## DATA FOR THIS TASK:
⁂
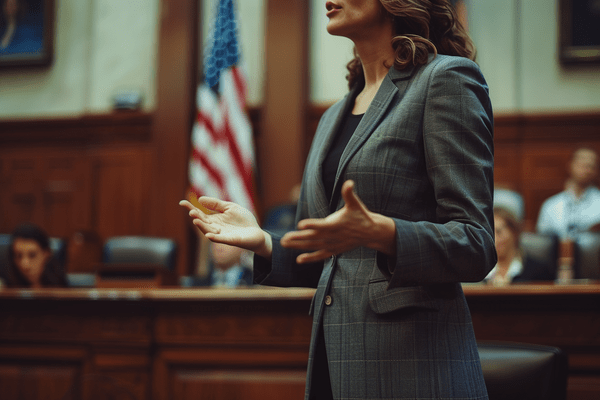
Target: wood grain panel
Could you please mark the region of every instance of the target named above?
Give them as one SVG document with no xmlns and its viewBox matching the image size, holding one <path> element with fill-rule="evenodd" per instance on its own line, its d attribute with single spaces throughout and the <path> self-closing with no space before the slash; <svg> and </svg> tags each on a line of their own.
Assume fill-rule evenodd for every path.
⁂
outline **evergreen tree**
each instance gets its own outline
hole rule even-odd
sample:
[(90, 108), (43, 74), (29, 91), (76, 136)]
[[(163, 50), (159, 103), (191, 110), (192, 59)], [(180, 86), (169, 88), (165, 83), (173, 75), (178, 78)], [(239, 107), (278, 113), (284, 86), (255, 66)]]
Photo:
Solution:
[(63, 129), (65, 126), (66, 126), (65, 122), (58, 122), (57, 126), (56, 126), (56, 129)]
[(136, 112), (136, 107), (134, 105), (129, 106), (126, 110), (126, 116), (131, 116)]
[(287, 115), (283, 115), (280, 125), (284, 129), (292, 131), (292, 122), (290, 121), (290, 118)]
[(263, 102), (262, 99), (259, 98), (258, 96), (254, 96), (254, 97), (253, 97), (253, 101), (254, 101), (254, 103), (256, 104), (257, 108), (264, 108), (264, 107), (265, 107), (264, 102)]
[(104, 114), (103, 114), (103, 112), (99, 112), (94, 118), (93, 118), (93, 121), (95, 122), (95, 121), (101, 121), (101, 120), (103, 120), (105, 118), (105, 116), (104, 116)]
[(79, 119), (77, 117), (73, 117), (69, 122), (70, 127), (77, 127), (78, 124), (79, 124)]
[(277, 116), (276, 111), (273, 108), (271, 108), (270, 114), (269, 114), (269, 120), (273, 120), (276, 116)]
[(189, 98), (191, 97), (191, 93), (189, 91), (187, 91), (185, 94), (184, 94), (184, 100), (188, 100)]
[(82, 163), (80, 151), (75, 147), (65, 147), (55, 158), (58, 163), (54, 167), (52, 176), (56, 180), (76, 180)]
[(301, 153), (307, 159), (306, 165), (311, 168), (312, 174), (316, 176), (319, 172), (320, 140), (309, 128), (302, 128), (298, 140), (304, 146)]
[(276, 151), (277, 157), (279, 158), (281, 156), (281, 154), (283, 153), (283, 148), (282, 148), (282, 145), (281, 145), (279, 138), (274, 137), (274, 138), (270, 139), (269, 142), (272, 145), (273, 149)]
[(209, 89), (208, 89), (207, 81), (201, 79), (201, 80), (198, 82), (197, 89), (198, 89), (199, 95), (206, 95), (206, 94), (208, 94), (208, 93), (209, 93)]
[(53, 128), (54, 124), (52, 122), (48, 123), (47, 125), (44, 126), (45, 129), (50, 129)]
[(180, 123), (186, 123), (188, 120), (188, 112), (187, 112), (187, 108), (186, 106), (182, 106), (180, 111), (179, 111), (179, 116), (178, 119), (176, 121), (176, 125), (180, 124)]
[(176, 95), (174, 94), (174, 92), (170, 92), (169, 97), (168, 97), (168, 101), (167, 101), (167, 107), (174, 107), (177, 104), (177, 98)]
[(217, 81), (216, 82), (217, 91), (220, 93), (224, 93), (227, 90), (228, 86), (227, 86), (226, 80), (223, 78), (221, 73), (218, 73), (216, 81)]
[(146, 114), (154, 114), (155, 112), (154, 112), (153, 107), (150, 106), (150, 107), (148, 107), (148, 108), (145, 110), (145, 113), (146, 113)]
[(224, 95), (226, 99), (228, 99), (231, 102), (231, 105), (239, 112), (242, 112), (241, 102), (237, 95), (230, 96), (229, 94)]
⁂
## WORK TO COMPLETE:
Show all lines in the entries above where the string "outline" appears.

## REPLY TO THE EXERCISE:
outline **evergreen tree**
each instance gets its own outline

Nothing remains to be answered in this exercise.